■ The data:
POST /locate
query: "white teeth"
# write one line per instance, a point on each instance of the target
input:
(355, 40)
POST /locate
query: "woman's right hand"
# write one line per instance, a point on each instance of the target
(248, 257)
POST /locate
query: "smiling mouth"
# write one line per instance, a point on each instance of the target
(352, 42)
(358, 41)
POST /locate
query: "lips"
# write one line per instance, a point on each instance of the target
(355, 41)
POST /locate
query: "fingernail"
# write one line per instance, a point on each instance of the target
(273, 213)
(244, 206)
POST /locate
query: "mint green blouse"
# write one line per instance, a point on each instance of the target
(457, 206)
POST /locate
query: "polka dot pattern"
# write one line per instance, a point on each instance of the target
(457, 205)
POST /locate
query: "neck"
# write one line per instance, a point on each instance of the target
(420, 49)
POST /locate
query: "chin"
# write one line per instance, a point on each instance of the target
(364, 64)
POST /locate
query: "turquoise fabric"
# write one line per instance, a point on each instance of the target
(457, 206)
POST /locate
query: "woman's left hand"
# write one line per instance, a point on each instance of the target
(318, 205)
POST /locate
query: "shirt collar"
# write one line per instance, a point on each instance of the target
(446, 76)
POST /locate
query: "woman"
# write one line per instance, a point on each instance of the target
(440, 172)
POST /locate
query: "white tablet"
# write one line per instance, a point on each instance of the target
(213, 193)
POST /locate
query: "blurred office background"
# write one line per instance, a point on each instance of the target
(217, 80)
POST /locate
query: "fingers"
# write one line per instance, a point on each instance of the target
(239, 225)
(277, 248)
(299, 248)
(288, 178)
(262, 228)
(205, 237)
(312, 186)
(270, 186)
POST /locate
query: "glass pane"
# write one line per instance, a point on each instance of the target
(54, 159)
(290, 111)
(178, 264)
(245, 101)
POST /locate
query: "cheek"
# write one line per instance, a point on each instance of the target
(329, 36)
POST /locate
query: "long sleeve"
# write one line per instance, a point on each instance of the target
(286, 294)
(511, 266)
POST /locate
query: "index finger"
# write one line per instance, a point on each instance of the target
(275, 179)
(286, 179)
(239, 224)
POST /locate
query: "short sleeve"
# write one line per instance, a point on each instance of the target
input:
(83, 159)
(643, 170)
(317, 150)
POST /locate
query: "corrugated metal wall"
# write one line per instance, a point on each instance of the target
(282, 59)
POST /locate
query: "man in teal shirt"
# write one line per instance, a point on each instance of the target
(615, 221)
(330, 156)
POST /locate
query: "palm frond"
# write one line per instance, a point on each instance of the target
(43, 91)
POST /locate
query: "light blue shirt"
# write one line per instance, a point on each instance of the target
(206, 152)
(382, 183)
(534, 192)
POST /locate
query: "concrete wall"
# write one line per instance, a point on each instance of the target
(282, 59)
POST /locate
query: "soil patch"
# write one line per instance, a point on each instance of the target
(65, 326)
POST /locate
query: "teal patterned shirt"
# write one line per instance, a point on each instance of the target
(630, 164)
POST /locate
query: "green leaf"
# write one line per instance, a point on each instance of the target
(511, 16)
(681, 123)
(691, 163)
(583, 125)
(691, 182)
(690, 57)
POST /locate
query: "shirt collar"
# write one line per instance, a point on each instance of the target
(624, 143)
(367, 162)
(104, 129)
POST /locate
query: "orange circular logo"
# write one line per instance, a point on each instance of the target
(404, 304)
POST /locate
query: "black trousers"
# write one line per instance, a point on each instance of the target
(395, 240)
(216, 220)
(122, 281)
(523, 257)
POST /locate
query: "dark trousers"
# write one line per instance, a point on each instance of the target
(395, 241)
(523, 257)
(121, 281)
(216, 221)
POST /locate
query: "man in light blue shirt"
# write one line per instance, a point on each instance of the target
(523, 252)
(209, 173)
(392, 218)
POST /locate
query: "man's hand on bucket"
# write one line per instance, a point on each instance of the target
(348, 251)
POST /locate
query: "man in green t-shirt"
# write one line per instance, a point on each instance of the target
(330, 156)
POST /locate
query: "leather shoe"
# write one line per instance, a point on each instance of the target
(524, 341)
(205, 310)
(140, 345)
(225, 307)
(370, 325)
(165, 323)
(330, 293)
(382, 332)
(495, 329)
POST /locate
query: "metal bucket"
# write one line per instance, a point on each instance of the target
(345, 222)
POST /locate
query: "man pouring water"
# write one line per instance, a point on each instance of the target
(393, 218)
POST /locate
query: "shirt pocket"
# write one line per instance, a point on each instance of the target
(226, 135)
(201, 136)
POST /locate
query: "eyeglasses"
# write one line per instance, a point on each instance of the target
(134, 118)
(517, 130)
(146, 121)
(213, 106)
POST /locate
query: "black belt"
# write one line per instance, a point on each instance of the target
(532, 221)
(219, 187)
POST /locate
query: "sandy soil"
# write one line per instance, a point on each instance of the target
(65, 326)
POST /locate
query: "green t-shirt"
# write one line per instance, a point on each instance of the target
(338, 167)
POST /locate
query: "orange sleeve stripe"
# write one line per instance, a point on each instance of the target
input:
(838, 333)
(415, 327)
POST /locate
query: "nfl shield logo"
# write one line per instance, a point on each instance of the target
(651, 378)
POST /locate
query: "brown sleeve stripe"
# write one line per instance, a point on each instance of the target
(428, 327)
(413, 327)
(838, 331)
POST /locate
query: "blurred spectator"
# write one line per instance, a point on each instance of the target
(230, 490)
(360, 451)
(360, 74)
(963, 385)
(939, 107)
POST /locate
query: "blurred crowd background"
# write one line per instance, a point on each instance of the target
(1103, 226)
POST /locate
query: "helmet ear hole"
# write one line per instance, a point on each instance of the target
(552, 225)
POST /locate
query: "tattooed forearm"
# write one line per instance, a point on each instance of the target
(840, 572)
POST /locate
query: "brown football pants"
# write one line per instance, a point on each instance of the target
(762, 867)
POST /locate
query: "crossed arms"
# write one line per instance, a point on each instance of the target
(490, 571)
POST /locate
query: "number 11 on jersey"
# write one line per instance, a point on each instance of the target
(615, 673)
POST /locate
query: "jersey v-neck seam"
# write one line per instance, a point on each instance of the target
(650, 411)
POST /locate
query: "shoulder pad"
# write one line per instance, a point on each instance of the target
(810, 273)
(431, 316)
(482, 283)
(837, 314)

■ Requirement: Set down all of the entries exactly, please.

■ Task output:
POST /locate
query: "white teeth"
# write one line per instance, a point on each instance of the target
input:
(355, 40)
POST /locate
query: "woman's right hand"
# write one line per instance, a point on each instance of the target
(248, 257)
POST /locate
query: "smiling mouth"
# write one line per instance, a point on each instance of the target
(352, 42)
(358, 41)
POST /locate
query: "lips"
# write one line per instance, a point on each instance of the target
(355, 41)
POST /locate
query: "fingernail"
# write one line per instance, a point on each instance of the target
(273, 213)
(244, 206)
POST /locate
query: "mint green blouse"
# write one line per instance, a point on each instance of the target
(457, 206)
POST /locate
query: "polka dot pattern"
# write one line per instance, a point on each instance of the target
(457, 205)
POST /locate
query: "neck"
# write one line per instance, a point on each instance of the target
(420, 49)
POST /locate
query: "chin"
# write one line per instance, a point on each instance of the target
(364, 64)
POST /locate
query: "turquoise fabric"
# write one line per instance, a point on each instance of the target
(457, 206)
POST /locate
query: "woman's left hand"
# write one line per instance, a point on each instance of the target
(318, 205)
POST /locate
query: "shirt collar"
# write one line per instance, a point on each instance of the target
(446, 76)
POST /locate
query: "woman"
# write one line per instance, a point on each instance of the target
(440, 172)
POST /locate
query: "white tablet"
# write one line per instance, a point on each instance of the target
(213, 193)
POST /locate
query: "blurred office background"
# write one line per instance, a point on each instance of the target
(217, 80)
POST /locate
query: "fingers"
# write one line per instance, a point on each instance of the target
(239, 225)
(277, 248)
(299, 248)
(288, 178)
(262, 228)
(205, 237)
(312, 186)
(270, 186)
POST /locate
query: "glass pane"
# write one line per instance, a point on each instance of the target
(54, 159)
(290, 111)
(178, 264)
(245, 101)
POST /locate
query: "cheek"
# write one line per instance, a point on each instance of the target
(329, 36)
POST /locate
query: "long sleeve"
# write one line per instance, a point on each instance of the target
(286, 294)
(511, 266)
POST /locate
query: "index finger"
# write one line per instance, a point on each instance of the target
(275, 179)
(286, 179)
(239, 224)
POST /locate
query: "short sleeve"
# write one line per instance, a point on each instance of the target
input:
(83, 159)
(643, 170)
(317, 150)
POST /locate
query: "corrugated metal wall"
# write one line per instance, a point on each instance of the target
(282, 59)
POST /locate
query: "man in teal shirt"
# write one line per instance, a point on each instance of the target
(615, 221)
(330, 156)
POST /locate
query: "palm frond"
# write one line per instance, a point on each instance of the target
(43, 91)
POST /locate
query: "light blue shirt"
# write one line per instance, a point on each instance of the target
(206, 152)
(382, 183)
(534, 192)
POST /locate
query: "concrete wall"
# write one line per instance, a point on each instance of the target
(282, 59)
POST /locate
query: "soil patch"
# write one line per instance, a point on each instance of the target
(65, 326)
POST /locate
query: "teal patterned shirt"
# write one line per instance, a point on each instance of the target
(630, 164)
POST /locate
query: "green leaf"
# write one line per instance, a point on each instance of the target
(511, 16)
(681, 123)
(691, 163)
(583, 125)
(691, 182)
(690, 57)
POST /locate
query: "shirt collar"
# write one line per instance, a point on each instance of the target
(624, 143)
(367, 162)
(104, 129)
POST /locate
query: "orange circular logo"
# write one line per instance, a point on each instance of the target
(404, 304)
POST /locate
query: "black trousers"
# write one line per instance, a point on each instance of the target
(395, 240)
(216, 220)
(122, 281)
(523, 257)
POST /locate
query: "dark trousers"
# write one line per instance, a point on each instance of the target
(395, 241)
(523, 257)
(121, 281)
(216, 221)
POST /locate
query: "man in light blue shirt"
# write one line per instance, a point on each instance of the target
(523, 252)
(209, 173)
(392, 218)
POST /locate
query: "man's hand on bucket"
# write one line per instance, a point on each instance of the target
(348, 251)
POST /locate
query: "man in green t-shirt"
# write one line per instance, a point on each instance of the target
(330, 156)
POST /locate
query: "leather shoe"
# write one line per instance, a point on each instance of the target
(524, 341)
(205, 310)
(140, 345)
(225, 307)
(370, 325)
(165, 323)
(330, 293)
(382, 332)
(495, 329)
POST /locate
query: "metal bucket"
# write one line per instance, a point on each instance of the target
(345, 222)
POST /locate
query: "man pouring water"
# write one line per instance, a point on each instance of the target
(393, 218)
POST /locate
query: "shirt pocket"
# write one line per instance, a point on each instance of the target
(226, 135)
(201, 136)
POST /locate
query: "eyeglasses"
# write one line per instance, a point on each instance of the target
(134, 118)
(517, 130)
(146, 121)
(213, 106)
POST /locate
query: "black belt"
# write one line per instance, a point on each instance of the target
(532, 221)
(219, 187)
POST /locate
query: "sandy soil"
# write one line per instance, a point on each instance of the target
(65, 326)
POST /locate
query: "green t-shirt"
# write one line per instance, a point on each instance of the target
(338, 167)
POST /locate
query: "orange sleeve stripe"
# write one line per instance, a point on each instance of the target
input:
(838, 333)
(415, 327)
POST /locate
query: "nfl shield logo"
# write one line per instance, a point on each instance of the target
(651, 378)
POST /locate
query: "brown sleeve stripe"
# write one line per instance, a point on each instance of the target
(428, 327)
(413, 327)
(838, 331)
POST /locate
query: "blurred spectator"
# write one line per instance, a point on each instance of the target
(230, 490)
(360, 451)
(360, 74)
(963, 385)
(939, 107)
POST /locate
query: "blurred crowd background"
# write one line per instance, a point on each instance of the target
(1103, 226)
POST /locate
query: "helmet ear hole"
# write one line per instance, a point on each instance of the target
(552, 225)
POST /locate
query: "tattooed forearm"
# write one line per instance, a point on each instance of the target
(840, 572)
POST /locate
query: "brown football pants"
# write one line per instance, a point on each instance of the target
(762, 867)
POST /locate
query: "crossed arms"
# write one line per instance, a point on each instance of the target
(490, 571)
POST /locate
query: "number 11 on jersey"
# write one line per instance, a point on each instance of the target
(615, 673)
POST /locate
query: "jersey v-neck seam"
# write one line per instance, a point on each instance of the target
(650, 411)
POST /locate
query: "shoulder pad"
# write one line per instance, a point on each instance of the target
(810, 273)
(431, 316)
(482, 283)
(837, 314)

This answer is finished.